TAREFA PROPOSTA 1 ▸
De acordo com o trecho sobre os terrenos de praia, qual dispositivo da Constituição Federal de 1988 prevê a ação popular?
TAREFA PROPOSTA 2 ▸
Indique se cada afirmação abaixo está de acordo com o trecho sobre os terrenos de praia, respondendo sim ou não e citando literalmente as palavras do trecho que decidem a questão. (a) Os terrenos de praia são bens de propriedade dos Municípios. (b) O instituto da usucapião não se aplica aos bens públicos. (c) Segundo o art. 20 do Decreto-Lei nº 9.760/1946, os bens imóveis da União indevidamente ocupados contam com os remédios de direito comum.
TAREFA PROPOSTA 3 ▸
Retome o trecho sobre os terrenos de praia e prossiga a redação a partir da última frase apresentada.
───── TRECHO SELECIONADO
Sendo assim, o Poder Público deve orientar sua atuação quanto aos terrenos de praia utilizando-se dos princípios do Direito Ambiental, assim como, de toda a normatização vigente relativa ao tema, garantindo um saudável meio ambiente à população usufruidora das praias.
8. ASPECTOS PATRIMONIAIS
Como já restou discutido e exposto nos capítulos iniciais, os terrenos de praia são bens de propriedade da União, sendo, além de impenhoráveis, inalienáveis e imprescritíveis.
Posto isso, afirmou-se não ser possível a ocupação arbitrária e que prejudique o uso e gozo tranquilo das praias pela coletividade, bem como a inaplicabilidade do instituto da usucapião aos bens públicos.
Dessa forma, quando uma determinada pessoa ocupa irregularmente um terreno de praia está a violar a propriedade de bem da União, portadora de destinação de uso comum, acesso e gozo do povo, ceifando, em consequência, direito subjetivo das demais pessoas.
Assim sendo, encontra-se autorizado o Poder Público a tomar todas as providências legais cabíveis, como a imissão sumária na posse; a aplicação de multas e a realização demolições, através do uso do poder de polícia (capítulo 6); e o acesso ao judiciário, por meio de ações ordinárias, cautelares e possessórias; entre outras medidas.
Quando o acesso ao judiciário, o art. 20 do Decreto-Lei nº 9.760/1946, enuncia que “aos bens imóveis da União, quando indevidamente ocupados, invadidos, turbados na posse, ameaçados de perigos ou confundidos em suas limitações, cabem os remédios de direito comum”. (BRASIL, 1946).
Gize-se que o cidadão também possui meios para conter agressões ao bem de uso comum do povo, exemplos deles é a ação popular, que tem sua previsão no artigo 5º, LXXIII, da Constituição Federal de 1988, orientando que qualquer cidadão é parte legítima para anular ato lesivo ao patrimônio público e ao meio ambiente. Destaque-se o art. 1º da Lei 4717/1965, regulamentadora da referida ação constitucional:
Art. 1º Qualquer cidadão será parte legítima para pleitear a anulação ou a declaração de nulidade de atos lesivos ao patrimônio da União, do Distrito Federal, dos Estados, dos Municípios, de entidades autárquicas, de sociedades de economia mista (Constituição, art. 141, § 38), de sociedades mútuas de seguro nas quais a União represente os segurados ausentes, de empresas públicas, de serviços sociais autônomos, de instituições ou fundações para cuja criação ou custeio o tesouro público haja concorrido ou concorra com mais de cinqüenta por cento do patrimônio ou da receita ânua, de empresas incorporadas ao patrimônio da União, do Distrito Federal, dos Estados e dos Municípios, e de quaisquer pessoas jurídicas ou entidades subvencionadas pelos cofres públicos. (BRASIL, 1965).
──────────
───── DADOS FORNECIDOS
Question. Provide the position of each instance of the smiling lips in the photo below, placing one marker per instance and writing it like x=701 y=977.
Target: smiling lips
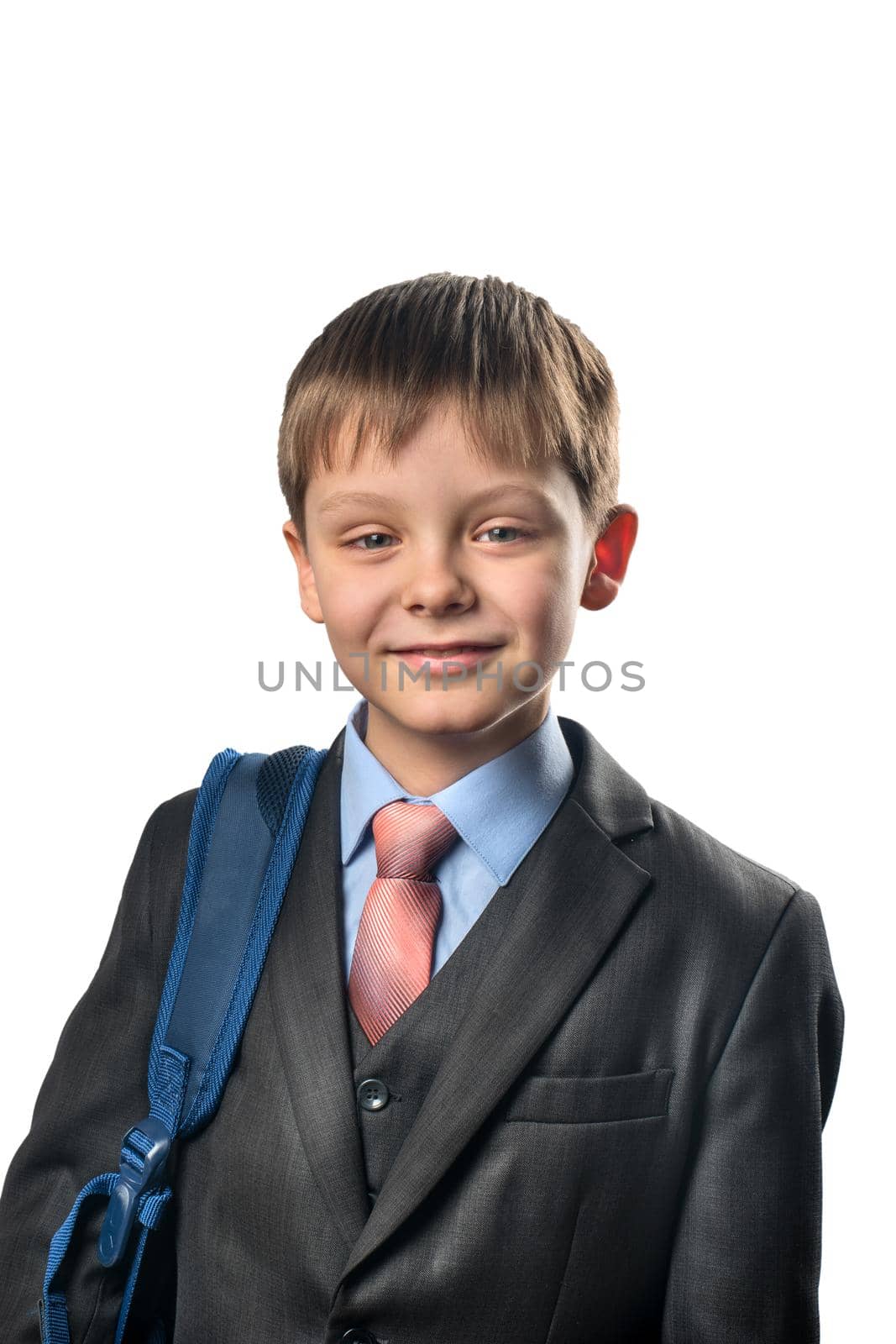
──────────
RESPOSTA DO EXERCÍCIO 1 ▸
O artigo 5º, LXXIII.

RESPOSTA DO EXERCÍCIO 2 ▸
(a) Não: "os terrenos de praia são bens de propriedade da União".
(b) Sim: "a inaplicabilidade do instituto da usucapião aos bens públicos".
(c) Sim: "aos bens imóveis da União, quando indevidamente ocupados, invadidos, turbados na posse, ameaçados de perigos ou confundidos em suas limitações, cabem os remédios de direito comum".

RESPOSTA DO EXERCÍCIO 3 ▸
Sobre algumas das consequências patrimoniais, a Lei nº 9.636/98, em seu art. 10 e parágrafo único, determina que será devida à União indenização no montante de 10% (dez por cento) sobre o valor do domínio pleno do imóvel, por ano ou fração de ano em que a União tenha ficado privada de sua posse ou ocupação:
Art. 10. Constatada a existência de posses ou ocupações em desacordo com o disposto nesta Lei, a União deverá imitir-se sumariamente na posse do imóvel, cancelando-se as inscrições eventualmente realizadas.
Parágrafo único. Até a efetiva desocupação, será devida à União indenização pela posse ou ocupação ilícita, correspondente a 10% (dez por cento) do valor atualizado do domínio pleno do terreno, por ano ou fração de ano em que a União tenha ficado privada da posse ou ocupação do imóvel, sem prejuízo das demais sanções cabíveis. (BRASIL, 1998, grifo nosso).
É nessa toada que o Superior Tribunal de Justiça vem decidindo, inclusive consolidando que inexiste qualquer possibilidade de que a responsabilidade quanto à aplicação da supracitada indenização em face das ocupações em terrenos de praia seja subjetiva, afastando a aferição sobre a qualidade de ocupador de boa-fé.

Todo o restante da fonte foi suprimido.